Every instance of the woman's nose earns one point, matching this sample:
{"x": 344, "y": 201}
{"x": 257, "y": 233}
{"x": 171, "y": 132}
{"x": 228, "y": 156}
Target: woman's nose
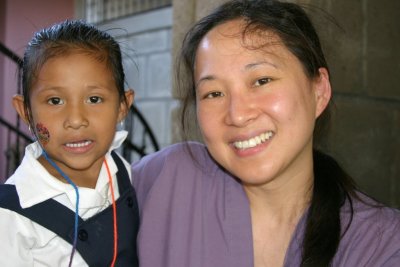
{"x": 241, "y": 109}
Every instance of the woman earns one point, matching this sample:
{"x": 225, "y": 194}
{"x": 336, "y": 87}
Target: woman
{"x": 256, "y": 193}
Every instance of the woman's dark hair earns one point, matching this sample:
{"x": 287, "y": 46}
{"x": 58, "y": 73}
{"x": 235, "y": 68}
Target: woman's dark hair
{"x": 65, "y": 38}
{"x": 332, "y": 186}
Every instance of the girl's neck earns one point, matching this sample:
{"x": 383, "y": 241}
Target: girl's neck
{"x": 82, "y": 178}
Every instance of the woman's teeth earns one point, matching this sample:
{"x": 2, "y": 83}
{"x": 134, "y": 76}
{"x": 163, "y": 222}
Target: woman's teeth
{"x": 78, "y": 144}
{"x": 252, "y": 142}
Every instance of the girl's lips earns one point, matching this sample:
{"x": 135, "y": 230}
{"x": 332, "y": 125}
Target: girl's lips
{"x": 79, "y": 146}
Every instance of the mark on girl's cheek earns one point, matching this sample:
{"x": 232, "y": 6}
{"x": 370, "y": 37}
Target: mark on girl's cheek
{"x": 43, "y": 134}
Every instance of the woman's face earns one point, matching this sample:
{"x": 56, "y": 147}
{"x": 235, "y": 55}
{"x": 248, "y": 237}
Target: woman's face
{"x": 256, "y": 107}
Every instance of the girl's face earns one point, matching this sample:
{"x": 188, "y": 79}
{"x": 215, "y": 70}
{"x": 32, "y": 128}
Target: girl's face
{"x": 256, "y": 107}
{"x": 75, "y": 108}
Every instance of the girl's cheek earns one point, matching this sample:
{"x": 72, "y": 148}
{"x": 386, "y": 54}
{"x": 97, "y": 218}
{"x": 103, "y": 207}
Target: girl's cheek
{"x": 43, "y": 134}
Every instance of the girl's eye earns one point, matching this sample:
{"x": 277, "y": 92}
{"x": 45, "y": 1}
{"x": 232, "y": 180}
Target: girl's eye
{"x": 95, "y": 100}
{"x": 55, "y": 101}
{"x": 262, "y": 81}
{"x": 214, "y": 95}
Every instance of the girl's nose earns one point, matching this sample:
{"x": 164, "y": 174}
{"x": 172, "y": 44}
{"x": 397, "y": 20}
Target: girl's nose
{"x": 76, "y": 117}
{"x": 242, "y": 110}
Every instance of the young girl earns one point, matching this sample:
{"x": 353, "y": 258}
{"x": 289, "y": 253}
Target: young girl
{"x": 70, "y": 202}
{"x": 257, "y": 193}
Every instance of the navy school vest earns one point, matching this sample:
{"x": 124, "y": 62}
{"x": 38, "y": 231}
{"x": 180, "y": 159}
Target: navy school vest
{"x": 95, "y": 235}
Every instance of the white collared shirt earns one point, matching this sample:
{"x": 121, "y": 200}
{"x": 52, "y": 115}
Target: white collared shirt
{"x": 26, "y": 243}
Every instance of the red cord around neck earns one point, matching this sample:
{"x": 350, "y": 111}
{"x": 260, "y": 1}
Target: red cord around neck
{"x": 114, "y": 206}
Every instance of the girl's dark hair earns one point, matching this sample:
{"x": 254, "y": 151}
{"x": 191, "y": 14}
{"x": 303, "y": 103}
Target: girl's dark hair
{"x": 332, "y": 186}
{"x": 64, "y": 38}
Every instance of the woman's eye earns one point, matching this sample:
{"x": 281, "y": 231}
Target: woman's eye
{"x": 55, "y": 101}
{"x": 262, "y": 81}
{"x": 214, "y": 95}
{"x": 95, "y": 100}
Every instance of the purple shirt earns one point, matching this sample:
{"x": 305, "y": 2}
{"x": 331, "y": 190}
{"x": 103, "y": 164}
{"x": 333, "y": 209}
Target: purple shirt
{"x": 194, "y": 214}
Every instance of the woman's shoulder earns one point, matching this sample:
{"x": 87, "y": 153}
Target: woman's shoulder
{"x": 172, "y": 156}
{"x": 171, "y": 168}
{"x": 373, "y": 236}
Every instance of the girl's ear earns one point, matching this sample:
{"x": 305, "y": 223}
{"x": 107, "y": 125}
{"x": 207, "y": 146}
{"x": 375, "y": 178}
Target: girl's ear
{"x": 323, "y": 91}
{"x": 18, "y": 103}
{"x": 124, "y": 106}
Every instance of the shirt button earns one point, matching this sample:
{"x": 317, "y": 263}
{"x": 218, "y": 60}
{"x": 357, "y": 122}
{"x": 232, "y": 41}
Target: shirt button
{"x": 129, "y": 201}
{"x": 83, "y": 235}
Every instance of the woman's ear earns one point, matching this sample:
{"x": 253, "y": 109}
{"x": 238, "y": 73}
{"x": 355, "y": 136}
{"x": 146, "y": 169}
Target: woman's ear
{"x": 124, "y": 106}
{"x": 322, "y": 90}
{"x": 18, "y": 103}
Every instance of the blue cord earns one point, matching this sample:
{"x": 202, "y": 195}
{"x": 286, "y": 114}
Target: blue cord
{"x": 76, "y": 207}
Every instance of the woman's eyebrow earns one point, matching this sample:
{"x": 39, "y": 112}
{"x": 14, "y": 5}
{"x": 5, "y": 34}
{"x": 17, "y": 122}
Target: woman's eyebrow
{"x": 260, "y": 63}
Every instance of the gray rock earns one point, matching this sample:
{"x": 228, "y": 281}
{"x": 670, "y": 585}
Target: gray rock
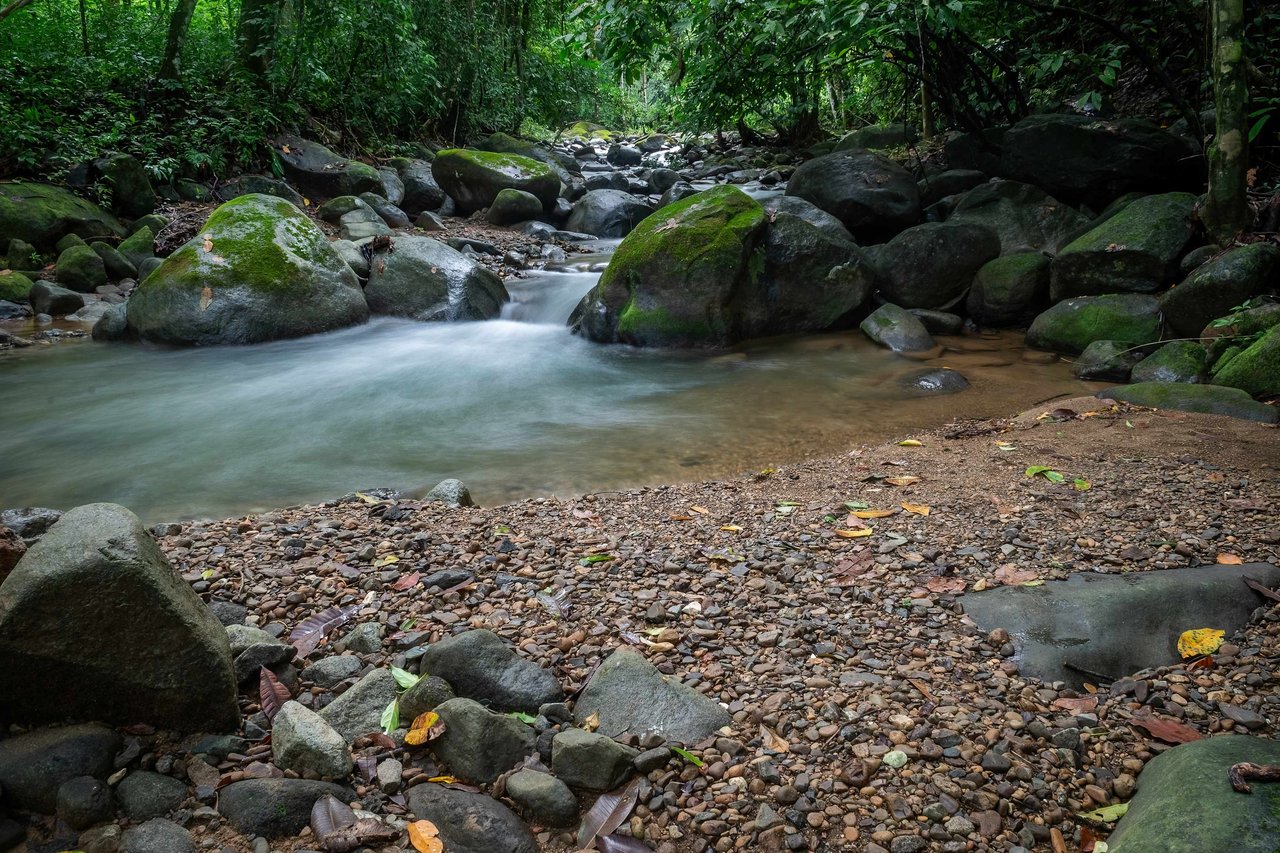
{"x": 156, "y": 655}
{"x": 329, "y": 671}
{"x": 897, "y": 329}
{"x": 83, "y": 802}
{"x": 452, "y": 492}
{"x": 1183, "y": 785}
{"x": 302, "y": 742}
{"x": 1115, "y": 624}
{"x": 632, "y": 697}
{"x": 478, "y": 744}
{"x": 158, "y": 835}
{"x": 145, "y": 794}
{"x": 543, "y": 797}
{"x": 274, "y": 807}
{"x": 35, "y": 765}
{"x": 590, "y": 761}
{"x": 471, "y": 822}
{"x": 480, "y": 666}
{"x": 360, "y": 710}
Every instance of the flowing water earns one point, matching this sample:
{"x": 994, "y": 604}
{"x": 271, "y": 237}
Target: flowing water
{"x": 513, "y": 406}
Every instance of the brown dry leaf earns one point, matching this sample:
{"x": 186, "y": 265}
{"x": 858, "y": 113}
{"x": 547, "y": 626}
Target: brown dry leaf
{"x": 772, "y": 740}
{"x": 424, "y": 836}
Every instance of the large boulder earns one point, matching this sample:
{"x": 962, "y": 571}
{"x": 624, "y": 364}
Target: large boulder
{"x": 96, "y": 597}
{"x": 475, "y": 178}
{"x": 873, "y": 196}
{"x": 41, "y": 214}
{"x": 425, "y": 279}
{"x": 320, "y": 173}
{"x": 1217, "y": 286}
{"x": 1022, "y": 215}
{"x": 1134, "y": 251}
{"x": 1256, "y": 369}
{"x": 1010, "y": 290}
{"x": 1093, "y": 160}
{"x": 1184, "y": 803}
{"x": 480, "y": 666}
{"x": 1073, "y": 324}
{"x": 627, "y": 694}
{"x": 672, "y": 278}
{"x": 608, "y": 213}
{"x": 257, "y": 270}
{"x": 810, "y": 279}
{"x": 932, "y": 265}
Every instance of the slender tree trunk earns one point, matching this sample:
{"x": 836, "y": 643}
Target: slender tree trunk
{"x": 170, "y": 69}
{"x": 1226, "y": 209}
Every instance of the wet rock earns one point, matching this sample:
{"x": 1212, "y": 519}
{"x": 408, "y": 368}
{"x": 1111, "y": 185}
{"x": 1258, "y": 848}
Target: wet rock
{"x": 35, "y": 765}
{"x": 302, "y": 742}
{"x": 471, "y": 822}
{"x": 478, "y": 744}
{"x": 156, "y": 655}
{"x": 480, "y": 666}
{"x": 274, "y": 807}
{"x": 590, "y": 761}
{"x": 632, "y": 697}
{"x": 145, "y": 794}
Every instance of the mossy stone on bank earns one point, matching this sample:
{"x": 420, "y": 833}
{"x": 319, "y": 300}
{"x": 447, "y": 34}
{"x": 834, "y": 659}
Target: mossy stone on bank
{"x": 1070, "y": 325}
{"x": 257, "y": 270}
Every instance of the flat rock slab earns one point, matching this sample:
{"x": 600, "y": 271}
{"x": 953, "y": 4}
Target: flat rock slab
{"x": 1116, "y": 624}
{"x": 1185, "y": 804}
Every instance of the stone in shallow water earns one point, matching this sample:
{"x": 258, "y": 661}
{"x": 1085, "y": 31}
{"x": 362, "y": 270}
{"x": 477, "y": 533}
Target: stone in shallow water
{"x": 1115, "y": 624}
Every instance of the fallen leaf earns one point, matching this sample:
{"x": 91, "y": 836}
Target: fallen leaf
{"x": 424, "y": 836}
{"x": 772, "y": 740}
{"x": 1200, "y": 641}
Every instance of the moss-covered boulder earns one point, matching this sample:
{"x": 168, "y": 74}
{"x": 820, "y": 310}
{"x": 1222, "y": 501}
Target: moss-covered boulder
{"x": 257, "y": 270}
{"x": 932, "y": 265}
{"x": 1022, "y": 215}
{"x": 14, "y": 287}
{"x": 1010, "y": 291}
{"x": 873, "y": 196}
{"x": 320, "y": 173}
{"x": 1184, "y": 803}
{"x": 672, "y": 279}
{"x": 81, "y": 269}
{"x": 1073, "y": 324}
{"x": 42, "y": 214}
{"x": 1175, "y": 361}
{"x": 1134, "y": 251}
{"x": 424, "y": 279}
{"x": 607, "y": 213}
{"x": 1256, "y": 369}
{"x": 123, "y": 179}
{"x": 1219, "y": 284}
{"x": 475, "y": 178}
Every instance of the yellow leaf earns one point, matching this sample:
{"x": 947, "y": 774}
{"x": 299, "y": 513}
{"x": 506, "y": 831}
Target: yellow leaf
{"x": 1200, "y": 641}
{"x": 426, "y": 728}
{"x": 424, "y": 836}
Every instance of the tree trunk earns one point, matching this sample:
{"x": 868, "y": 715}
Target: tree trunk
{"x": 1226, "y": 209}
{"x": 170, "y": 69}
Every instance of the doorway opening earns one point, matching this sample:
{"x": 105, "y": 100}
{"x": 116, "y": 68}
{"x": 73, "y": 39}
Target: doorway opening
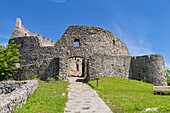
{"x": 76, "y": 66}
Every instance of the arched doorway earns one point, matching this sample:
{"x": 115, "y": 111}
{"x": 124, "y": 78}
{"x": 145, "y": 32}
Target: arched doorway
{"x": 76, "y": 66}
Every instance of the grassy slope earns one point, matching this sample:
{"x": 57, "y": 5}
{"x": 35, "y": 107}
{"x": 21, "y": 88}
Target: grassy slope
{"x": 125, "y": 95}
{"x": 47, "y": 98}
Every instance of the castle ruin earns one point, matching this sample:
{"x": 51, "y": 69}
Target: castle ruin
{"x": 84, "y": 51}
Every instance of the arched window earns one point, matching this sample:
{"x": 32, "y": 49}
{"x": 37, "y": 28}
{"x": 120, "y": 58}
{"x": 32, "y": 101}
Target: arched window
{"x": 77, "y": 66}
{"x": 76, "y": 42}
{"x": 114, "y": 42}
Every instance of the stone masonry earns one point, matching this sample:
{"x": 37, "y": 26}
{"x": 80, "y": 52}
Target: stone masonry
{"x": 14, "y": 94}
{"x": 98, "y": 53}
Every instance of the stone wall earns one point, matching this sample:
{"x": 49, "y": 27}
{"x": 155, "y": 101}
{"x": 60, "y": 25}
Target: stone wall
{"x": 108, "y": 66}
{"x": 14, "y": 99}
{"x": 151, "y": 67}
{"x": 40, "y": 61}
{"x": 91, "y": 40}
{"x": 101, "y": 53}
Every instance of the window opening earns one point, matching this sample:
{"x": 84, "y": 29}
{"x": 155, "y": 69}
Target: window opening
{"x": 113, "y": 42}
{"x": 77, "y": 67}
{"x": 77, "y": 42}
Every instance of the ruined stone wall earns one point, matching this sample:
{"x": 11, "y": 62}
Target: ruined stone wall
{"x": 91, "y": 40}
{"x": 151, "y": 67}
{"x": 11, "y": 100}
{"x": 108, "y": 66}
{"x": 39, "y": 61}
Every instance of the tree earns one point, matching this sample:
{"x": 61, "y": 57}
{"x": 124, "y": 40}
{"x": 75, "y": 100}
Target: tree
{"x": 8, "y": 56}
{"x": 168, "y": 72}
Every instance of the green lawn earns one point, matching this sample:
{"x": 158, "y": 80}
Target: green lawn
{"x": 168, "y": 80}
{"x": 47, "y": 98}
{"x": 130, "y": 96}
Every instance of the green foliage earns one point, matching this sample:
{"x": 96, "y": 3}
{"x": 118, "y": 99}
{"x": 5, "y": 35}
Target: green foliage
{"x": 48, "y": 79}
{"x": 144, "y": 79}
{"x": 130, "y": 96}
{"x": 57, "y": 77}
{"x": 8, "y": 56}
{"x": 47, "y": 98}
{"x": 70, "y": 76}
{"x": 168, "y": 72}
{"x": 168, "y": 81}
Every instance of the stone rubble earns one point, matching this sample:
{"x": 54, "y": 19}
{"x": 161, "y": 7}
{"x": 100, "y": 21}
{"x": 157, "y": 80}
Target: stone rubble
{"x": 12, "y": 101}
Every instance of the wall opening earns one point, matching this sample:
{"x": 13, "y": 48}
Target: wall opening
{"x": 76, "y": 42}
{"x": 77, "y": 66}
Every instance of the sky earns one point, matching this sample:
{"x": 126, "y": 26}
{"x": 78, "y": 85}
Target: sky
{"x": 143, "y": 25}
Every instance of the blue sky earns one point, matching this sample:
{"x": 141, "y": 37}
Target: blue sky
{"x": 143, "y": 25}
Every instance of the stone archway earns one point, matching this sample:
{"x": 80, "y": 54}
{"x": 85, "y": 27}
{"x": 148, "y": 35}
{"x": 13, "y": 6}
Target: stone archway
{"x": 76, "y": 66}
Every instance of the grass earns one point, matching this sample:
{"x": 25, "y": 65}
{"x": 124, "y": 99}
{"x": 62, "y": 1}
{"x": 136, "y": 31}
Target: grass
{"x": 47, "y": 98}
{"x": 168, "y": 81}
{"x": 130, "y": 96}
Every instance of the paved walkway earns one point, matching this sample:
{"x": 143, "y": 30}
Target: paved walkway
{"x": 83, "y": 99}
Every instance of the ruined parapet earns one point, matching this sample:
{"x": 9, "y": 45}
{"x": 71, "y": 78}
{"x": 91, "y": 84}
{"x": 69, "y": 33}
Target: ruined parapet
{"x": 44, "y": 42}
{"x": 21, "y": 31}
{"x": 156, "y": 70}
{"x": 149, "y": 67}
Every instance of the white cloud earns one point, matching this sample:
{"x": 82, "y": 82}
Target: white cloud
{"x": 137, "y": 46}
{"x": 167, "y": 64}
{"x": 4, "y": 36}
{"x": 5, "y": 44}
{"x": 59, "y": 1}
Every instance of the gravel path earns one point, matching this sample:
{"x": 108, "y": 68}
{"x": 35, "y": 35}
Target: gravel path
{"x": 83, "y": 99}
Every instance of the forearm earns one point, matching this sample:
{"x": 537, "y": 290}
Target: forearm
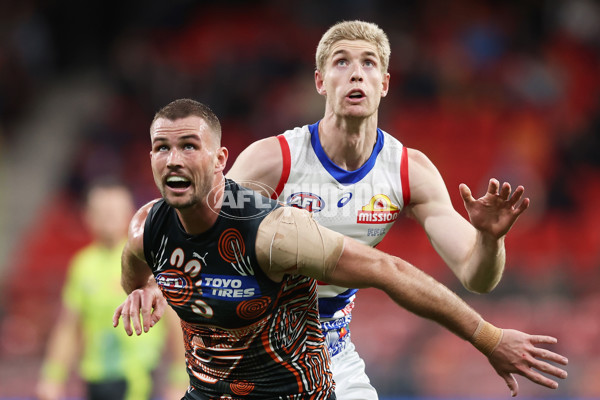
{"x": 131, "y": 281}
{"x": 135, "y": 273}
{"x": 483, "y": 269}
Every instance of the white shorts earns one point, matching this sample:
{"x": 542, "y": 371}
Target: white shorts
{"x": 351, "y": 380}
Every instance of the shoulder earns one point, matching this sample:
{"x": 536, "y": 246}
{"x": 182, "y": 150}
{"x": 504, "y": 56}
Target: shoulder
{"x": 259, "y": 166}
{"x": 135, "y": 237}
{"x": 426, "y": 182}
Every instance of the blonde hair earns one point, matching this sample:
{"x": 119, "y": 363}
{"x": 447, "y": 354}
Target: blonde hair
{"x": 354, "y": 30}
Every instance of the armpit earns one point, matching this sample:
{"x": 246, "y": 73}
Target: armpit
{"x": 289, "y": 240}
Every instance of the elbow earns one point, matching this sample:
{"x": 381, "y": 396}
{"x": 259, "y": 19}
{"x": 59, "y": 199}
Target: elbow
{"x": 480, "y": 286}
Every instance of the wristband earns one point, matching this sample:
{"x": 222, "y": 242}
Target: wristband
{"x": 486, "y": 337}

== == ==

▸ **Stated task**: Return, unchanged, the lines from the one containing "Every instance of the armpit" through the end of the records above.

▸ **Output of the exercise**:
Every instance of the armpit earns one point, matching this sample:
{"x": 246, "y": 73}
Target: armpit
{"x": 289, "y": 240}
Every instance of the elbow earns one point, matching this sample:
{"x": 381, "y": 396}
{"x": 259, "y": 19}
{"x": 59, "y": 199}
Target: elbow
{"x": 480, "y": 286}
Every instance of the wristband earns one point, matching this sample:
{"x": 222, "y": 242}
Target: wristband
{"x": 486, "y": 337}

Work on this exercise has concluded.